> _YOUR GOAL_
Arrange every line of the entries below as a Markdown table with two columns, "No." for the row number and "Line" for the line itself. Leave out any blank lines.

— Start STORED DATA —

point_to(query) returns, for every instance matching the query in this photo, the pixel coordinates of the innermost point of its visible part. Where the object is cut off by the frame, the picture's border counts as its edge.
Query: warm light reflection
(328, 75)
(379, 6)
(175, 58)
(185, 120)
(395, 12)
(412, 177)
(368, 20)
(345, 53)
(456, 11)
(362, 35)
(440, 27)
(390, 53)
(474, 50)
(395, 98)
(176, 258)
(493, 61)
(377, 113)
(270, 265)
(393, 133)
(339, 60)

— End STORED DATA —

> _RESULT OF THE EXERCISE_
| No. | Line |
|---|---|
| 1 | point_to(query) returns, for every instance matching the query in this photo, the pixel coordinates of the innermost point of its visible part. Where the object is cut off by the frame, the picture's border counts as its edge. |
| 2 | Query: warm light reflection |
| 3 | (328, 75) |
| 4 | (379, 6) |
| 5 | (175, 58) |
| 6 | (185, 120) |
| 7 | (395, 12) |
| 8 | (412, 177) |
| 9 | (368, 20) |
| 10 | (345, 53) |
| 11 | (456, 11) |
| 12 | (362, 35) |
| 13 | (440, 27) |
| 14 | (390, 53) |
| 15 | (474, 50) |
| 16 | (395, 98) |
| 17 | (176, 258) |
| 18 | (493, 61) |
| 19 | (377, 113) |
| 20 | (270, 265) |
| 21 | (393, 133) |
| 22 | (339, 60) |